**Okuma Metni:**
-------
HARİKALAR DİYARI: “Amacımız Türkiye’nin Pink Martini’si olmak”

2006 yılında Nafi Bensusan, Metin Levi ve İrem Derlen tarafından kurulan Harikalar Diyarı Grubu ile nasıl biraraya geldikleri, hayalleri, müzik geçmişleri ve “Bak Kalbine’’ isimli ilk albümleri hakkında keyifli bir söyleşi yaptık

Cella BENCUYA BONOFİYEL
21 Nisan 2011 Perşembe

Bir araya gelmeniz nasıl oldu?

İrem: 2006 yılında bir araya geldik. Nafi ve Metin zaten uzun senelerdir birlikte çalışıyorlardı. Benim Myspace.com sitesinde bazı ses kayıtlarım vardı. Onları dinlemişler, beğenmişler. Ben farklı gruplarda özel gecelerde çalışıyordum. Birkaç parçalarını dinlettiler, çok hoşuma gitti. Sesimi de dinlediler, beğendiler. Beraber prova kayıtları yaptık ve beraber çalışmaya karar verdik. Böylece grup olarak özel gecelerde söylemeye başladık. O dönemlerde İlker Akman da bizimle birlikteydi. Kendisi klavyecimizdi. Albüm sürecinde grupta yer almadı ama müzikal anlamda albüme onun da çok desteği oldu.

Metin: Biz Nafi ve İlker’le her hafta buluşuyorduk. Birlikte çalışır, şarkı yapardık. Bir kayıt stüdyomuz vardı. Her hafta sonu orada buluşur olduk.

Nafi: Askerdeyken de beste yapıyordum. Hatta askerde arkadaşım Selim’le de besteler yaptık. Aslında başlangıçta bestelerimizi vermeyi düşünüyorduk. Besteler birikti ve bir baktık albüm yapacak kadar bestemiz olmuş. O zaman kendi albümümüzü yapma kararı verdik.
-------
**Kayıt Alıntıları:**
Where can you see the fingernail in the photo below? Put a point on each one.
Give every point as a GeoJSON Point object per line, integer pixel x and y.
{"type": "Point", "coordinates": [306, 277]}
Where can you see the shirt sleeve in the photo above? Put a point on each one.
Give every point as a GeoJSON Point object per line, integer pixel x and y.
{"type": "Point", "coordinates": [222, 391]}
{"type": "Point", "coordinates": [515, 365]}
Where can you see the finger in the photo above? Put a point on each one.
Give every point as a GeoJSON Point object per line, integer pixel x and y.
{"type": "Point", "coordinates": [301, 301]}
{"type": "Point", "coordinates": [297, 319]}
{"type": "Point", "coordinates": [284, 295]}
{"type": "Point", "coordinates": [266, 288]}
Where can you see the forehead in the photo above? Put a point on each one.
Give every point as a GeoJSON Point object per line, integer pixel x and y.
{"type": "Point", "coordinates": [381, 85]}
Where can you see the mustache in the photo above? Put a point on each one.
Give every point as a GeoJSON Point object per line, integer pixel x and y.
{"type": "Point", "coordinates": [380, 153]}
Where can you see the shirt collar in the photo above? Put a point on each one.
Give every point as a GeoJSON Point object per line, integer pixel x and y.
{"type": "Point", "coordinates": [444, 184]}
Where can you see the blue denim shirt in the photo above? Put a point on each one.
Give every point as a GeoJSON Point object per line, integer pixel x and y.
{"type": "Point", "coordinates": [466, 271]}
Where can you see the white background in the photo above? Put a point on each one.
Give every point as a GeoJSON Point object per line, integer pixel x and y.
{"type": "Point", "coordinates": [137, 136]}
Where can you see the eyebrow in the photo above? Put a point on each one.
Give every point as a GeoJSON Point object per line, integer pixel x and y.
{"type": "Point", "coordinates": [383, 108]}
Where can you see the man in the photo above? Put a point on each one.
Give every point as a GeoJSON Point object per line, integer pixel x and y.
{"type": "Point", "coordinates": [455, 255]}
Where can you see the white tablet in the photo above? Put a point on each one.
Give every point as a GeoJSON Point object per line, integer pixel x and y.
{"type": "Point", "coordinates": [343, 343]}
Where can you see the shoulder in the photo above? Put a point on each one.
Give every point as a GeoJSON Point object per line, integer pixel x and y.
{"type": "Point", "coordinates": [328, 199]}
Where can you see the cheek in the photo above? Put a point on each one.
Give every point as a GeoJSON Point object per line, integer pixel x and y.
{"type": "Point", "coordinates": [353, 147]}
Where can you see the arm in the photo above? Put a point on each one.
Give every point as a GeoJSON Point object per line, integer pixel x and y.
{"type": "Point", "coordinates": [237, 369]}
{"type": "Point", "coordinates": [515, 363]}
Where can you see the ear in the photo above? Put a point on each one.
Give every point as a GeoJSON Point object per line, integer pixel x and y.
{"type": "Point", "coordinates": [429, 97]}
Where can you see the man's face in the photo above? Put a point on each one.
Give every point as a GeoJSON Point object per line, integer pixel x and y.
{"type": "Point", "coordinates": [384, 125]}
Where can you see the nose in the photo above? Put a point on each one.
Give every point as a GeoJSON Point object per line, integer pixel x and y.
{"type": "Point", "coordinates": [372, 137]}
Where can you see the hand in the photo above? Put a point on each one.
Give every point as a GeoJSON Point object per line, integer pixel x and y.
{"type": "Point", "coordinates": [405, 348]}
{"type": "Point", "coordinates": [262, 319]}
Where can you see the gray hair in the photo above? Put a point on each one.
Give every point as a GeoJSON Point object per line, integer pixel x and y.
-------
**Görev Yönergeleri:**
(1) Harikalar Diyarı söyleşisine göre grubun o dönemdeki klavyecisi kimdi?
(2) Harikalar Diyarı söyleşisinde “Cella BENCUYA BONOFİYEL” sözleriyle başlayıp “orada buluşur olduk.” sözlerine kadar uzanan bölümün tamamını hiçbir değişiklik yapmadan yazın.
(3) Harikalar Diyarı grubuyla yapılan söyleşiyi son cümleden sonra sürdürün.
Öğeler bu çalışmada hiçbir şekilde kullanılmaz.

**Görev Yanıtları:**
(1) Grubun klavyecisi İlker Akman'dı.

(2)
Cella BENCUYA BONOFİYEL
21 Nisan 2011 Perşembe

Bir araya gelmeniz nasıl oldu?

İrem: 2006 yılında bir araya geldik. Nafi ve Metin zaten uzun senelerdir birlikte çalışıyorlardı. Benim Myspace.com sitesinde bazı ses kayıtlarım vardı. Onları dinlemişler, beğenmişler. Ben farklı gruplarda özel gecelerde çalışıyordum. Birkaç parçalarını dinlettiler, çok hoşuma gitti. Sesimi de dinlediler, beğendiler. Beraber prova kayıtları yaptık ve beraber çalışmaya karar verdik. Böylece grup olarak özel gecelerde söylemeye başladık. O dönemlerde İlker Akman da bizimle birlikteydi. Kendisi klavyecimizdi. Albüm sürecinde grupta yer almadı ama müzikal anlamda albüme onun da çok desteği oldu.

Metin: Biz Nafi ve İlker’le her hafta buluşuyorduk. Birlikte çalışır, şarkı yapardık. Bir kayıt stüdyomuz vardı. Her hafta sonu orada buluşur olduk.

(3)
Çok pozitif bir ismi var grubunuzun? Bu isim nereden geliyor?

Metin: Biz 2006 yılında bir araya geldiğimizde Wonderland adıyla özel organizasyonlarda, gece kulüplerinde sahne almaya başlamıştık. 60,70 ve 80’li yılların hitlerini çalıp söylüyorduk. Bir sene önce albüm sürecine girdiğimizde kendimize bir isim aradık. Şarkı yazarken bu kadar zorlanmıyorduk. Türkçe bir isim olmasını istiyorduk. Sonra, “Zaten güzel bir ismimiz var, hâlâ onu kullanmaya devam edelim,” dedik. Harikalar Diyarı güzel bir isim oldu. Albüm renklerimizle bütünleşti.

Nafi: O dönemler, Wonderland olarak yılbaşı partilerinde, şirket organizasyonlarında sahne aldık. Bir yaz düzenli olarak bir gece kulübünde çaldık. Şimdi pek bunlara zamanımız kalmıyor. Artık albüme daha çok odaklandık. Ama bir süre sonra her ikisini birden yapmayı umuyoruz.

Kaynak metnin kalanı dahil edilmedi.